*Stored rows*
# # # # # # #
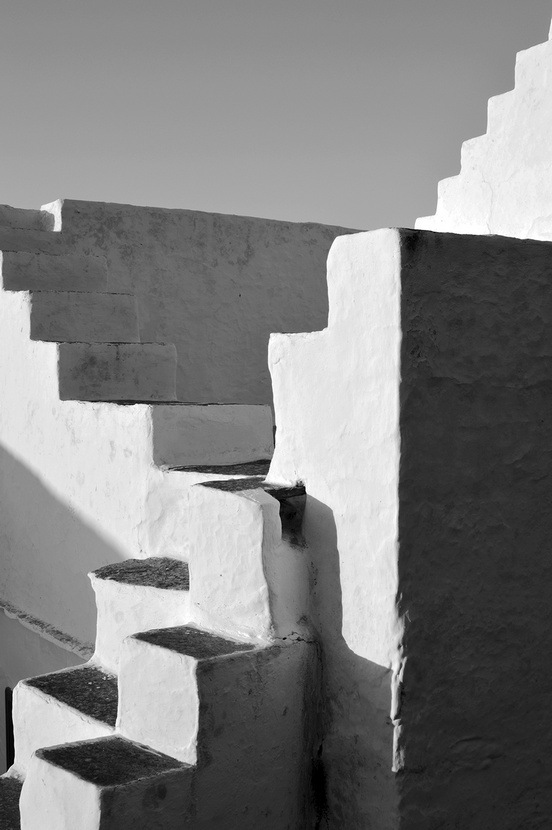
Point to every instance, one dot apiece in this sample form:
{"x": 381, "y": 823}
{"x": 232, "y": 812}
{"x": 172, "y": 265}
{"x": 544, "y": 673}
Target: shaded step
{"x": 117, "y": 372}
{"x": 108, "y": 783}
{"x": 10, "y": 790}
{"x": 89, "y": 317}
{"x": 24, "y": 219}
{"x": 44, "y": 272}
{"x": 73, "y": 704}
{"x": 160, "y": 706}
{"x": 185, "y": 435}
{"x": 292, "y": 502}
{"x": 136, "y": 595}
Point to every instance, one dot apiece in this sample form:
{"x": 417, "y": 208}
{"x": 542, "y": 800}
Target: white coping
{"x": 504, "y": 186}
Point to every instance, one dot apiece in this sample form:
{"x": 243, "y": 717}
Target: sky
{"x": 345, "y": 112}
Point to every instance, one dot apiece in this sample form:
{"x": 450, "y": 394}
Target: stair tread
{"x": 237, "y": 484}
{"x": 155, "y": 572}
{"x": 108, "y": 762}
{"x": 87, "y": 689}
{"x": 10, "y": 789}
{"x": 192, "y": 642}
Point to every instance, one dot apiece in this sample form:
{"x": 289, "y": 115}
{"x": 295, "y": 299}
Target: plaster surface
{"x": 214, "y": 285}
{"x": 417, "y": 421}
{"x": 504, "y": 186}
{"x": 25, "y": 653}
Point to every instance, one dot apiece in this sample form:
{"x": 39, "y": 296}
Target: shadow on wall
{"x": 353, "y": 782}
{"x": 41, "y": 539}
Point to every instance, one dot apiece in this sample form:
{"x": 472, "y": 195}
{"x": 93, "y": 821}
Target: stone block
{"x": 85, "y": 317}
{"x": 117, "y": 372}
{"x": 30, "y": 271}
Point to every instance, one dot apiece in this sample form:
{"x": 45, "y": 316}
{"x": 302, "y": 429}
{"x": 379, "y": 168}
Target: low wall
{"x": 217, "y": 286}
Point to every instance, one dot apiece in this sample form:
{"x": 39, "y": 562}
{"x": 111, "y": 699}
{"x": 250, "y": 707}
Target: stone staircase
{"x": 193, "y": 710}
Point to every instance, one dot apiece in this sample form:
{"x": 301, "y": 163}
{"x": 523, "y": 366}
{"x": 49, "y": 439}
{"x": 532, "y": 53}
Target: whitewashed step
{"x": 24, "y": 271}
{"x": 106, "y": 784}
{"x": 187, "y": 436}
{"x": 38, "y": 242}
{"x": 10, "y": 790}
{"x": 117, "y": 372}
{"x": 246, "y": 554}
{"x": 136, "y": 595}
{"x": 162, "y": 685}
{"x": 24, "y": 219}
{"x": 89, "y": 317}
{"x": 242, "y": 714}
{"x": 72, "y": 704}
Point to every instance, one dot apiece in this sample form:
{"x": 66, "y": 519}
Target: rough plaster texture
{"x": 43, "y": 718}
{"x": 108, "y": 784}
{"x": 125, "y": 608}
{"x": 80, "y": 316}
{"x": 246, "y": 580}
{"x": 505, "y": 186}
{"x": 417, "y": 421}
{"x": 214, "y": 285}
{"x": 78, "y": 484}
{"x": 25, "y": 653}
{"x": 243, "y": 717}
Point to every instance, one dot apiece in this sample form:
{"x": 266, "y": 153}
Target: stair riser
{"x": 117, "y": 372}
{"x": 158, "y": 699}
{"x": 230, "y": 538}
{"x": 84, "y": 317}
{"x": 247, "y": 719}
{"x": 39, "y": 720}
{"x": 23, "y": 271}
{"x": 126, "y": 609}
{"x": 53, "y": 798}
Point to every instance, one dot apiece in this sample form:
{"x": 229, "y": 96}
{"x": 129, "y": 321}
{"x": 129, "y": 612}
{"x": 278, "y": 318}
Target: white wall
{"x": 418, "y": 422}
{"x": 505, "y": 186}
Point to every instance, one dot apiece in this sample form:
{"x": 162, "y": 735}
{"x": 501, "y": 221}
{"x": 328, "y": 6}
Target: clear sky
{"x": 339, "y": 111}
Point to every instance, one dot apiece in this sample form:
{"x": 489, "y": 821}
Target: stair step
{"x": 72, "y": 704}
{"x": 90, "y": 317}
{"x": 117, "y": 372}
{"x": 137, "y": 595}
{"x": 215, "y": 434}
{"x": 10, "y": 790}
{"x": 24, "y": 219}
{"x": 38, "y": 242}
{"x": 23, "y": 271}
{"x": 160, "y": 675}
{"x": 109, "y": 783}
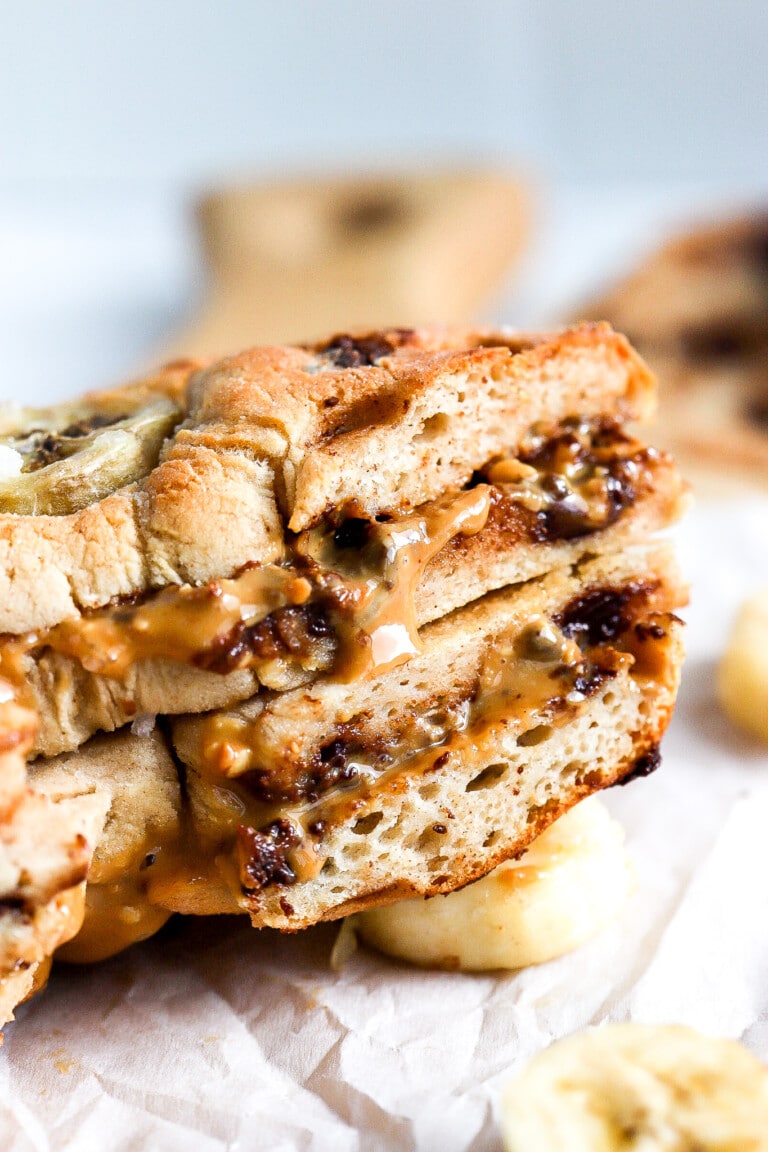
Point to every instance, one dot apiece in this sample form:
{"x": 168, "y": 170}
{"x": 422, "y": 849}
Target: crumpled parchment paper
{"x": 214, "y": 1037}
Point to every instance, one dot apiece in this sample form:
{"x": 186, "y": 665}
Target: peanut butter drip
{"x": 532, "y": 676}
{"x": 177, "y": 623}
{"x": 381, "y": 576}
{"x": 369, "y": 599}
{"x": 576, "y": 480}
{"x": 116, "y": 916}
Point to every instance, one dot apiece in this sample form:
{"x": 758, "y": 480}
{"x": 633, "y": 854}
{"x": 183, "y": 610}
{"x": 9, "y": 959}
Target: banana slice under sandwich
{"x": 573, "y": 879}
{"x": 633, "y": 1088}
{"x": 59, "y": 460}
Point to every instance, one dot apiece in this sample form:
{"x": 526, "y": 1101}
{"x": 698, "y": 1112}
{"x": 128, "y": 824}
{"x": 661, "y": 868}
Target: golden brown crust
{"x": 287, "y": 427}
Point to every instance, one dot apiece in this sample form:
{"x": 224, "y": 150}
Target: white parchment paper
{"x": 214, "y": 1037}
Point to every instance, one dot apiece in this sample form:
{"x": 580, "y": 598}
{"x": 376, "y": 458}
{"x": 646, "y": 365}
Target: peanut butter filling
{"x": 346, "y": 593}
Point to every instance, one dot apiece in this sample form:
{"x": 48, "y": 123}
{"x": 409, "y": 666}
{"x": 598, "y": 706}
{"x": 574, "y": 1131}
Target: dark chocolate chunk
{"x": 264, "y": 855}
{"x": 644, "y": 765}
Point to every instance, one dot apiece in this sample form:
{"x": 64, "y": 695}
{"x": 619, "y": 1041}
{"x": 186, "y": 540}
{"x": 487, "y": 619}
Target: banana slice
{"x": 571, "y": 881}
{"x": 59, "y": 460}
{"x": 743, "y": 673}
{"x": 643, "y": 1088}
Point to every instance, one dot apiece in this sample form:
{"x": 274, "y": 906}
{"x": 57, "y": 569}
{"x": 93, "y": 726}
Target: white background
{"x": 114, "y": 116}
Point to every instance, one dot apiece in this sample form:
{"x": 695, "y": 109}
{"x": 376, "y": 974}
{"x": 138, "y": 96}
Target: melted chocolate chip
{"x": 264, "y": 855}
{"x": 644, "y": 765}
{"x": 287, "y": 633}
{"x": 598, "y": 615}
{"x": 352, "y": 533}
{"x": 360, "y": 351}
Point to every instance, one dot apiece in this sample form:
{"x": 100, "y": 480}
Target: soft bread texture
{"x": 281, "y": 440}
{"x": 487, "y": 819}
{"x": 416, "y": 415}
{"x": 74, "y": 704}
{"x": 278, "y": 436}
{"x": 289, "y": 727}
{"x": 45, "y": 851}
{"x": 489, "y": 798}
{"x": 98, "y": 811}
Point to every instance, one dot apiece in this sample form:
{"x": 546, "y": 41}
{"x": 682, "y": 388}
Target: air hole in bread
{"x": 433, "y": 426}
{"x": 366, "y": 824}
{"x": 537, "y": 735}
{"x": 488, "y": 778}
{"x": 430, "y": 791}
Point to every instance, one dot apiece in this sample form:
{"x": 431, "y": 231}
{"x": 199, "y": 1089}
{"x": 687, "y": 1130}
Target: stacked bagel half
{"x": 370, "y": 618}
# # # # # # #
*Exercise instructions*
Every record above should come back exactly, but without its pictures.

*The response*
Point to every instance, one dot apiece in this sample form:
{"x": 381, "y": 823}
{"x": 232, "y": 812}
{"x": 172, "y": 265}
{"x": 544, "y": 673}
Target: shaded step
{"x": 117, "y": 372}
{"x": 108, "y": 783}
{"x": 10, "y": 790}
{"x": 89, "y": 317}
{"x": 24, "y": 219}
{"x": 44, "y": 272}
{"x": 73, "y": 704}
{"x": 160, "y": 706}
{"x": 185, "y": 435}
{"x": 292, "y": 502}
{"x": 136, "y": 595}
Point to every instance, one dot apiece in this sample form:
{"x": 417, "y": 208}
{"x": 542, "y": 800}
Target: white coping
{"x": 504, "y": 186}
Point to every instance, one dot apiece in this sample form:
{"x": 243, "y": 717}
Target: sky
{"x": 345, "y": 112}
Point to every instance, one dot apiece in this sample form:
{"x": 450, "y": 394}
Target: stair tread
{"x": 237, "y": 484}
{"x": 155, "y": 572}
{"x": 108, "y": 762}
{"x": 87, "y": 689}
{"x": 10, "y": 789}
{"x": 192, "y": 642}
Point to every instance, one dot apiece in this sample form:
{"x": 289, "y": 115}
{"x": 295, "y": 299}
Target: plaster surface
{"x": 214, "y": 285}
{"x": 417, "y": 421}
{"x": 504, "y": 186}
{"x": 25, "y": 653}
Point to every instance, one dot apiece in this sample form:
{"x": 39, "y": 296}
Target: shadow on wall
{"x": 353, "y": 782}
{"x": 41, "y": 539}
Point to every instance, one dot apiece in this sample form:
{"x": 472, "y": 195}
{"x": 93, "y": 821}
Target: stone block
{"x": 85, "y": 317}
{"x": 117, "y": 372}
{"x": 30, "y": 271}
Point to every instance, one dot apiece in this sample form:
{"x": 45, "y": 316}
{"x": 302, "y": 429}
{"x": 379, "y": 168}
Target: low wall
{"x": 217, "y": 286}
Point to every instance, one dot apiece in this sample form:
{"x": 39, "y": 562}
{"x": 111, "y": 699}
{"x": 250, "y": 707}
Target: stone staircase
{"x": 193, "y": 710}
Point to every instance, one dot apiece in this sample form:
{"x": 301, "y": 163}
{"x": 523, "y": 366}
{"x": 49, "y": 439}
{"x": 532, "y": 53}
Target: whitewashed step
{"x": 24, "y": 271}
{"x": 106, "y": 784}
{"x": 187, "y": 436}
{"x": 38, "y": 242}
{"x": 10, "y": 790}
{"x": 117, "y": 372}
{"x": 246, "y": 554}
{"x": 136, "y": 595}
{"x": 162, "y": 685}
{"x": 24, "y": 219}
{"x": 89, "y": 317}
{"x": 242, "y": 714}
{"x": 72, "y": 704}
Point to every instance, one dot apiece in this sample form:
{"x": 66, "y": 519}
Target: rough plaster texture
{"x": 43, "y": 718}
{"x": 108, "y": 784}
{"x": 125, "y": 608}
{"x": 80, "y": 316}
{"x": 246, "y": 580}
{"x": 505, "y": 186}
{"x": 417, "y": 421}
{"x": 214, "y": 285}
{"x": 78, "y": 484}
{"x": 25, "y": 653}
{"x": 243, "y": 717}
Point to every instance, one dot apiece in this sample form:
{"x": 266, "y": 153}
Target: stair riser
{"x": 117, "y": 372}
{"x": 158, "y": 699}
{"x": 230, "y": 538}
{"x": 84, "y": 317}
{"x": 247, "y": 719}
{"x": 39, "y": 720}
{"x": 23, "y": 271}
{"x": 126, "y": 609}
{"x": 53, "y": 798}
Point to every instance, one dot apiece in this sample form:
{"x": 229, "y": 96}
{"x": 129, "y": 321}
{"x": 129, "y": 612}
{"x": 278, "y": 318}
Target: white wall
{"x": 418, "y": 422}
{"x": 505, "y": 186}
Point to every instance, one dot apiece in this sample form:
{"x": 162, "y": 735}
{"x": 501, "y": 221}
{"x": 328, "y": 6}
Target: clear sky
{"x": 339, "y": 111}
Point to every instance, one dot apiece in this sample form:
{"x": 489, "y": 821}
Target: stair step
{"x": 72, "y": 704}
{"x": 90, "y": 317}
{"x": 117, "y": 372}
{"x": 137, "y": 595}
{"x": 215, "y": 434}
{"x": 10, "y": 790}
{"x": 24, "y": 219}
{"x": 38, "y": 242}
{"x": 23, "y": 271}
{"x": 160, "y": 675}
{"x": 109, "y": 783}
Point to every instance, one dot apiece in this sample form:
{"x": 168, "y": 170}
{"x": 422, "y": 849}
Target: crumpled parchment paper
{"x": 214, "y": 1037}
Point to every instance, one dot apiece in this sample form:
{"x": 186, "y": 665}
Target: peanut butter drip
{"x": 532, "y": 676}
{"x": 177, "y": 623}
{"x": 381, "y": 576}
{"x": 369, "y": 599}
{"x": 576, "y": 480}
{"x": 116, "y": 916}
Point to every instance, one dot apiece in this sample form:
{"x": 758, "y": 480}
{"x": 633, "y": 854}
{"x": 183, "y": 610}
{"x": 9, "y": 959}
Target: banana slice under sandwich
{"x": 573, "y": 879}
{"x": 633, "y": 1088}
{"x": 59, "y": 460}
Point to every instance, one dot apiece in this sample form:
{"x": 526, "y": 1101}
{"x": 698, "y": 1112}
{"x": 128, "y": 824}
{"x": 661, "y": 868}
Target: golden brown crust
{"x": 287, "y": 427}
Point to every instance, one dot apiece in this sample form:
{"x": 224, "y": 150}
Target: white parchment paper
{"x": 214, "y": 1037}
Point to every instance, one dot apiece in this sample form:
{"x": 580, "y": 598}
{"x": 376, "y": 458}
{"x": 646, "y": 365}
Target: peanut butter filling
{"x": 346, "y": 593}
Point to every instance, one dot apiece in this sample form:
{"x": 48, "y": 123}
{"x": 409, "y": 666}
{"x": 598, "y": 706}
{"x": 574, "y": 1131}
Target: dark chocolate chunk
{"x": 264, "y": 855}
{"x": 644, "y": 765}
Point to every instance, one dot apiece in this sample form:
{"x": 64, "y": 695}
{"x": 619, "y": 1041}
{"x": 186, "y": 540}
{"x": 487, "y": 619}
Target: banana slice
{"x": 571, "y": 881}
{"x": 59, "y": 460}
{"x": 743, "y": 673}
{"x": 643, "y": 1088}
Point to every instance, one dot apiece in this sample form:
{"x": 274, "y": 906}
{"x": 57, "y": 569}
{"x": 93, "y": 726}
Target: white background
{"x": 114, "y": 116}
Point to every instance, one dot apiece in this sample form:
{"x": 695, "y": 109}
{"x": 376, "y": 974}
{"x": 138, "y": 96}
Target: melted chocolate chip
{"x": 264, "y": 855}
{"x": 644, "y": 765}
{"x": 287, "y": 633}
{"x": 598, "y": 615}
{"x": 352, "y": 533}
{"x": 360, "y": 351}
Point to every instance, one dot apiece in this sample form:
{"x": 100, "y": 480}
Target: soft bread texture
{"x": 281, "y": 440}
{"x": 487, "y": 819}
{"x": 416, "y": 415}
{"x": 74, "y": 704}
{"x": 278, "y": 436}
{"x": 289, "y": 727}
{"x": 45, "y": 851}
{"x": 489, "y": 798}
{"x": 98, "y": 811}
Point to every instance, one dot apiece in this sample form:
{"x": 546, "y": 41}
{"x": 682, "y": 388}
Target: air hole in bread
{"x": 433, "y": 426}
{"x": 366, "y": 824}
{"x": 537, "y": 735}
{"x": 488, "y": 778}
{"x": 430, "y": 791}
Point to every instance, one dot apiece in this sample form:
{"x": 431, "y": 231}
{"x": 199, "y": 1089}
{"x": 687, "y": 1130}
Target: stacked bagel half
{"x": 370, "y": 618}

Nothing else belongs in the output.